►

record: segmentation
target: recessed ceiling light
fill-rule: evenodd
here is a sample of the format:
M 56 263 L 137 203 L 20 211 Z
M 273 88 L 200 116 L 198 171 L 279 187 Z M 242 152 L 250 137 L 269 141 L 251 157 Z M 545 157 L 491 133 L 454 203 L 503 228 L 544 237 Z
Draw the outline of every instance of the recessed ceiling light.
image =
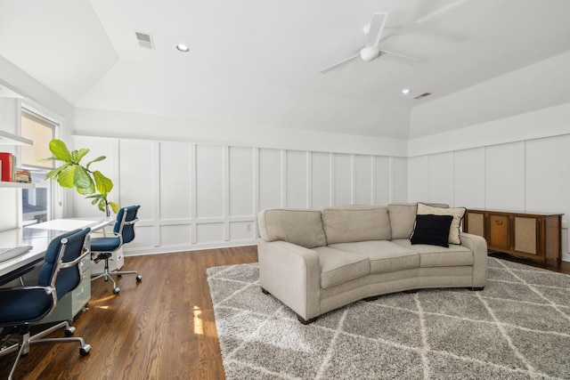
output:
M 190 52 L 190 47 L 186 46 L 186 45 L 185 45 L 185 44 L 178 44 L 176 45 L 176 49 L 177 49 L 179 52 L 182 52 L 182 53 L 188 53 L 188 52 Z

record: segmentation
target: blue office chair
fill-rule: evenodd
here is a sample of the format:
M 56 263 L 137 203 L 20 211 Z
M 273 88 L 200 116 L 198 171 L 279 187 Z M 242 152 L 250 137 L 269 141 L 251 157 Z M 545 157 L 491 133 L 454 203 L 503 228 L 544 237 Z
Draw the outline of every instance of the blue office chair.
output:
M 117 286 L 113 278 L 110 277 L 111 274 L 116 274 L 118 277 L 121 277 L 123 274 L 136 274 L 136 281 L 141 282 L 142 280 L 142 276 L 136 271 L 109 271 L 109 260 L 113 255 L 113 253 L 117 252 L 123 244 L 129 243 L 134 239 L 134 222 L 138 221 L 136 213 L 138 213 L 139 208 L 141 208 L 141 206 L 138 205 L 121 208 L 118 213 L 117 213 L 117 221 L 113 227 L 113 236 L 109 238 L 93 238 L 91 239 L 91 259 L 95 263 L 99 263 L 102 260 L 105 261 L 103 272 L 92 277 L 91 280 L 94 281 L 102 277 L 105 279 L 105 281 L 110 279 L 113 283 L 114 295 L 118 295 L 118 292 L 120 292 L 120 288 Z
M 81 261 L 89 255 L 85 247 L 91 229 L 75 230 L 52 240 L 45 251 L 45 263 L 37 277 L 37 286 L 23 286 L 0 289 L 0 327 L 10 342 L 18 336 L 17 343 L 0 351 L 0 356 L 18 351 L 18 356 L 10 372 L 9 379 L 16 368 L 20 357 L 29 352 L 29 344 L 37 343 L 79 342 L 79 353 L 86 355 L 91 345 L 81 337 L 71 337 L 75 327 L 63 321 L 30 336 L 30 326 L 49 315 L 63 295 L 75 289 L 83 279 Z M 64 327 L 64 338 L 43 338 L 53 331 Z

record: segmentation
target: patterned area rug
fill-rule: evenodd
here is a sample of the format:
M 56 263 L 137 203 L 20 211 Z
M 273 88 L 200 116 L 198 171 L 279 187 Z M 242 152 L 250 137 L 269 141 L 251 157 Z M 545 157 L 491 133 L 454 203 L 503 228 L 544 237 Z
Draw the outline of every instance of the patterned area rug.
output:
M 228 379 L 570 379 L 570 276 L 488 258 L 484 290 L 361 301 L 303 326 L 255 264 L 208 269 Z

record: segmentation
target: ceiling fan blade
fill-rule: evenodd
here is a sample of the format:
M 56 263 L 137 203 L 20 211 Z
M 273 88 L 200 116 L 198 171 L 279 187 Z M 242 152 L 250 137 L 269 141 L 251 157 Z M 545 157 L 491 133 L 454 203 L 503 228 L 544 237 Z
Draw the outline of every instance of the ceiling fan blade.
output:
M 380 36 L 382 36 L 382 30 L 387 15 L 387 13 L 372 14 L 372 20 L 370 21 L 370 28 L 366 39 L 366 47 L 378 47 L 380 44 Z
M 349 59 L 347 59 L 347 60 L 341 61 L 340 62 L 338 62 L 338 63 L 335 63 L 335 64 L 334 64 L 334 65 L 332 65 L 332 66 L 329 66 L 327 69 L 322 69 L 322 70 L 321 70 L 321 71 L 319 71 L 319 72 L 320 72 L 321 74 L 326 74 L 326 73 L 328 73 L 329 71 L 332 71 L 332 70 L 334 70 L 335 69 L 338 69 L 338 68 L 339 68 L 339 67 L 341 67 L 341 66 L 343 66 L 343 65 L 346 65 L 346 63 L 349 63 L 349 62 L 351 62 L 351 61 L 353 61 L 356 60 L 357 58 L 360 58 L 360 55 L 356 54 L 356 55 L 354 55 L 354 57 L 350 57 L 350 58 L 349 58 Z
M 386 50 L 380 50 L 379 58 L 387 58 L 408 65 L 415 65 L 419 61 L 419 58 L 410 57 L 408 55 L 400 54 L 398 53 L 387 52 Z

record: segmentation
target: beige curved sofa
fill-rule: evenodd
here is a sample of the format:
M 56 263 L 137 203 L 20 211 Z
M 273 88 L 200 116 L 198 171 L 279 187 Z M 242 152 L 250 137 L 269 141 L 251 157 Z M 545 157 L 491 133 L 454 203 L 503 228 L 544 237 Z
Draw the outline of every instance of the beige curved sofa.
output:
M 440 205 L 441 206 L 441 205 Z M 482 289 L 486 241 L 411 245 L 417 204 L 267 209 L 257 218 L 259 281 L 302 323 L 361 299 L 426 287 Z

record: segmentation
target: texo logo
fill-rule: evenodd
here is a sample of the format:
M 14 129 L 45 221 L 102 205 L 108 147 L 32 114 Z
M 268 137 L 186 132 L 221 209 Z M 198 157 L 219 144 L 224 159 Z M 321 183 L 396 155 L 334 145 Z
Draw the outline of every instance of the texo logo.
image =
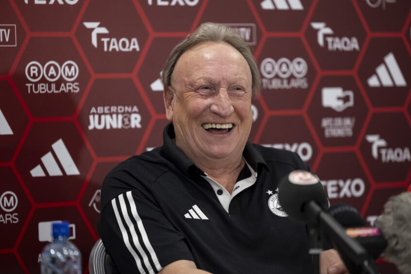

◄

▶ _What this task involves_: Please return all of the items above word for word, with the pictures left out.

▶ _Written answer_:
record: segmentation
target: recessed ceiling light
fill-rule: evenodd
here is a sample of the format:
M 56 263 L 137 203 L 20 211 Z
M 273 88 L 200 116 L 198 171 L 279 187 Z M 242 152 L 250 137 L 269 141 L 251 157 Z M 545 157 L 491 133 L 454 203 L 503 228 L 544 237 Z
Draw the outline of every instance of the recessed ceiling light.
image =
output:
M 190 52 L 190 47 L 186 46 L 186 45 L 185 45 L 185 44 L 178 44 L 176 45 L 176 49 L 177 49 L 179 52 L 182 52 L 182 53 L 188 53 L 188 52 Z

record: segmentation
target: blue office chair
fill-rule: evenodd
here is a sample of the format:
M 56 263 L 137 203 L 20 211 Z
M 273 88 L 200 116 L 198 171 L 279 187 Z M 242 152 L 250 137 L 269 141 L 251 157 Z M 545 157 L 491 133 L 454 203 L 503 228 L 544 237 Z
Draw the outline of every instance of the blue office chair.
output:
M 117 286 L 113 278 L 110 277 L 111 274 L 116 274 L 118 277 L 121 277 L 123 274 L 136 274 L 136 281 L 141 282 L 142 280 L 142 276 L 136 271 L 109 271 L 109 260 L 113 255 L 113 253 L 117 252 L 123 244 L 129 243 L 134 239 L 134 222 L 138 221 L 136 213 L 138 213 L 139 208 L 141 208 L 141 206 L 138 205 L 121 208 L 118 213 L 117 213 L 117 221 L 113 227 L 113 236 L 109 238 L 93 238 L 91 239 L 91 259 L 95 263 L 99 263 L 102 260 L 105 261 L 103 272 L 92 277 L 91 280 L 94 281 L 102 277 L 105 279 L 105 281 L 110 279 L 113 283 L 114 295 L 118 295 L 118 292 L 120 292 L 120 288 Z
M 81 261 L 89 255 L 85 247 L 91 229 L 75 230 L 52 240 L 45 251 L 45 263 L 37 277 L 37 286 L 23 286 L 0 289 L 0 327 L 10 342 L 18 336 L 17 343 L 0 351 L 0 356 L 18 351 L 18 356 L 10 372 L 9 379 L 16 368 L 20 357 L 29 352 L 29 344 L 37 343 L 79 342 L 79 353 L 86 355 L 91 345 L 81 337 L 71 337 L 75 327 L 63 321 L 30 336 L 30 326 L 49 315 L 63 295 L 75 289 L 83 279 Z M 64 327 L 64 338 L 43 338 L 53 331 Z

record: segmentation
target: patterned area rug
fill-rule: evenodd
here is a sample of the format:
M 56 263 L 137 203 L 20 211 Z
M 273 88 L 200 116 L 198 171 L 279 187 Z M 242 152 L 250 137 L 269 141 L 251 157 Z M 545 157 L 491 133 L 454 203 L 503 228 L 544 237 Z
Draw the outline of every instance of the patterned area rug.
output:
M 228 379 L 570 379 L 570 276 L 488 258 L 484 290 L 361 301 L 303 326 L 255 264 L 208 269 Z

record: segmentation
target: ceiling fan blade
fill-rule: evenodd
here is a sample of the format:
M 56 263 L 137 203 L 20 211 Z
M 273 88 L 200 116 L 198 171 L 279 187 Z M 242 152 L 250 137 L 269 141 L 251 157 Z M 545 157 L 491 133 L 454 203 L 503 228 L 544 237 Z
Draw the outline of every instance of the ceiling fan blade.
output:
M 380 36 L 382 36 L 382 30 L 387 15 L 387 13 L 372 14 L 372 20 L 370 21 L 370 28 L 366 39 L 366 47 L 378 47 L 380 44 Z
M 349 59 L 347 59 L 347 60 L 341 61 L 340 62 L 338 62 L 338 63 L 335 63 L 335 64 L 334 64 L 334 65 L 332 65 L 332 66 L 329 66 L 327 69 L 322 69 L 322 70 L 321 70 L 321 71 L 319 71 L 319 72 L 320 72 L 321 74 L 326 74 L 326 73 L 328 73 L 329 71 L 332 71 L 332 70 L 334 70 L 335 69 L 338 69 L 338 68 L 339 68 L 339 67 L 341 67 L 341 66 L 343 66 L 343 65 L 346 65 L 346 63 L 349 63 L 349 62 L 351 62 L 351 61 L 353 61 L 356 60 L 357 58 L 360 58 L 360 55 L 356 54 L 356 55 L 354 55 L 354 57 L 350 57 L 350 58 L 349 58 Z
M 386 50 L 380 50 L 379 58 L 387 58 L 408 65 L 415 65 L 419 61 L 419 58 L 410 57 L 408 55 L 400 54 L 398 53 L 387 52 Z

record: segmentation
target: beige curved sofa
fill-rule: evenodd
here is a sample of the format:
M 56 263 L 137 203 L 20 211 Z
M 273 88 L 200 116 L 198 171 L 279 187 Z M 242 152 L 250 137 L 269 141 L 251 157 Z M 545 157 L 491 133 L 454 203 L 503 228 L 544 237 Z
Draw the outline of every instance of the beige curved sofa.
output:
M 440 205 L 441 206 L 441 205 Z M 482 289 L 486 241 L 411 245 L 417 204 L 267 209 L 257 218 L 259 281 L 302 323 L 361 299 L 426 287 Z

record: segmentation
target: texo logo
fill-rule: evenodd
here is a sample of the format:
M 14 129 L 45 221 L 102 205 L 108 147 L 32 114 Z
M 268 137 L 186 132 L 221 209 Z M 198 157 L 219 144 L 224 159 Z M 321 183 L 396 155 L 334 145 Z
Draw the outline of every instance of the texo logo.
image =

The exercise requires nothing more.